EXERCISE BRIEF — What is needed here is an exact repetition of the records below, beginning at the line that has "the tractor hood" and stopping after the line that has "Note: in this drill we tag each instance of the overcast".

DATA TO EXAMINE —
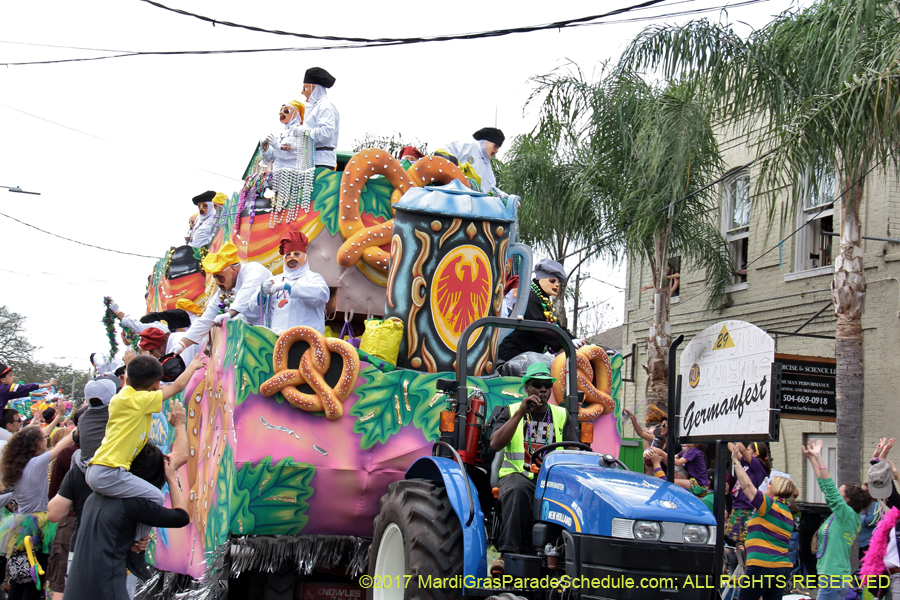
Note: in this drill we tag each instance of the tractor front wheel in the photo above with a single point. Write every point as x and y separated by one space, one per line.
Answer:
417 534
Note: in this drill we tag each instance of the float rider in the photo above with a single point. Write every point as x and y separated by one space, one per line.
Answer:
237 286
298 295
519 431
204 227
322 119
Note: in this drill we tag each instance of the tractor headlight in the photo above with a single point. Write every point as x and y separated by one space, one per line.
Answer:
695 534
648 531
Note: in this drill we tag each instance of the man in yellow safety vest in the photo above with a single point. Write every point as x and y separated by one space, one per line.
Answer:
519 431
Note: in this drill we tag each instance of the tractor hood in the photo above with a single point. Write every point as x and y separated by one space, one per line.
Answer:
578 493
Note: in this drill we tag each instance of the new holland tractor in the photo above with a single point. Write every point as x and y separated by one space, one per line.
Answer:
600 530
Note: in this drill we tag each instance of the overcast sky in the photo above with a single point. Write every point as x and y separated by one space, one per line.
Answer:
118 147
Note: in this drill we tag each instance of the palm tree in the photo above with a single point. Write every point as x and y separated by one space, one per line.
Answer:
821 86
553 215
643 156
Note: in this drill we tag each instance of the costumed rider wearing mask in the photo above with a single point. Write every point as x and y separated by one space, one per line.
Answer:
322 118
280 150
235 295
549 275
519 431
208 204
178 320
475 157
297 296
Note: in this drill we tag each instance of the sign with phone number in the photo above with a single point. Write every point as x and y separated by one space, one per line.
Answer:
807 387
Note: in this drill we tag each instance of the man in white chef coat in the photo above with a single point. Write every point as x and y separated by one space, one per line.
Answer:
322 118
478 154
238 285
297 296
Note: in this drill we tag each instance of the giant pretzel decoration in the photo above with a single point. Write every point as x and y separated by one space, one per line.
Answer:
361 242
594 379
313 365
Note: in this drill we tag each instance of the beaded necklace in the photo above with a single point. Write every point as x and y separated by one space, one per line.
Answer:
225 300
546 303
823 537
265 310
532 425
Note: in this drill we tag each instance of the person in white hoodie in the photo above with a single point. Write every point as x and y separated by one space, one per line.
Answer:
322 118
297 296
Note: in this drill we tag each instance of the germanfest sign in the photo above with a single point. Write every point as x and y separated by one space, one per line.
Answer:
807 387
727 390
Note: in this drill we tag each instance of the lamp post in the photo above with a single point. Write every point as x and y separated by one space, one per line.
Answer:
19 190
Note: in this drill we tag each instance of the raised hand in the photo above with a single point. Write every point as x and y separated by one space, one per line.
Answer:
177 416
886 449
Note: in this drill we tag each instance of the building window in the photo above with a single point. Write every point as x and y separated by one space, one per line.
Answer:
736 221
816 217
829 457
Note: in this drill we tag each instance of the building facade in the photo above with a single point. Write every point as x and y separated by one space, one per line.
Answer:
782 285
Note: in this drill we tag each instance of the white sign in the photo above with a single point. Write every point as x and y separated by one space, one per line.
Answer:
726 388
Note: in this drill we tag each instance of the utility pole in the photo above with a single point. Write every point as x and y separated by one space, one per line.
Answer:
577 300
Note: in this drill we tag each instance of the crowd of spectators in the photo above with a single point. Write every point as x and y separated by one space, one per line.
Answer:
82 490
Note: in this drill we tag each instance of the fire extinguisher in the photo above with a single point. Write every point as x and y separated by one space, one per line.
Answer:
474 426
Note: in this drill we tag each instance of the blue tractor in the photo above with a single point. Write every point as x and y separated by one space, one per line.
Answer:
600 530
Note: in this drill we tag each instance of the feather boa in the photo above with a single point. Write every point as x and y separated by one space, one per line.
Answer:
873 561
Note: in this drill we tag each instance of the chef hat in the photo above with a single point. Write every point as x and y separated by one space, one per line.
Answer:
101 388
293 241
410 151
319 76
188 306
204 197
152 338
216 262
547 268
175 318
299 106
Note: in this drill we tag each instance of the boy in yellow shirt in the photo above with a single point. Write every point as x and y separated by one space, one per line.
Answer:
130 416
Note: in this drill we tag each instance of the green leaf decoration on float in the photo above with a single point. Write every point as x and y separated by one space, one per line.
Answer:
271 499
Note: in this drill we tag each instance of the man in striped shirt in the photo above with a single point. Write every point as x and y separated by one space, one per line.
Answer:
768 537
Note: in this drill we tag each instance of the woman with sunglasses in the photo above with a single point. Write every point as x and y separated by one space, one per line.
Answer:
549 276
282 149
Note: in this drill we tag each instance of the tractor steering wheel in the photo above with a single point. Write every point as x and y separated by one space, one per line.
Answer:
540 452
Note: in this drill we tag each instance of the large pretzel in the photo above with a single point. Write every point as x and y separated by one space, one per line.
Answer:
313 365
594 379
361 242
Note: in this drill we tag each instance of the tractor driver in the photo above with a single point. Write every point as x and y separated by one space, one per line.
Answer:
520 430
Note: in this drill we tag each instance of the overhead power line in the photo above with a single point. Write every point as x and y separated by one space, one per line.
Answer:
357 45
19 110
412 40
62 237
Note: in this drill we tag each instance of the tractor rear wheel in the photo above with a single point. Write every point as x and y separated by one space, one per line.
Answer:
417 533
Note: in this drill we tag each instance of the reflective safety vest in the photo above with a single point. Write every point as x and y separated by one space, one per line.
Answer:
514 453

ANSWER BOX —
Note: in this drill we tag each instance of the tractor hood in the photo above with a single point. Write every point as x and y separated by one space, one per line.
Answer:
578 493
Note: in this drill we tag each instance of the new holland tractor in the photo above with a single point. Write every point as x and y separated by one space, one per line.
Answer:
600 530
Note: in this drill we tag each instance of the overcast sky in the photo above with a single point. Write every point as x and y separated by one space, one per line.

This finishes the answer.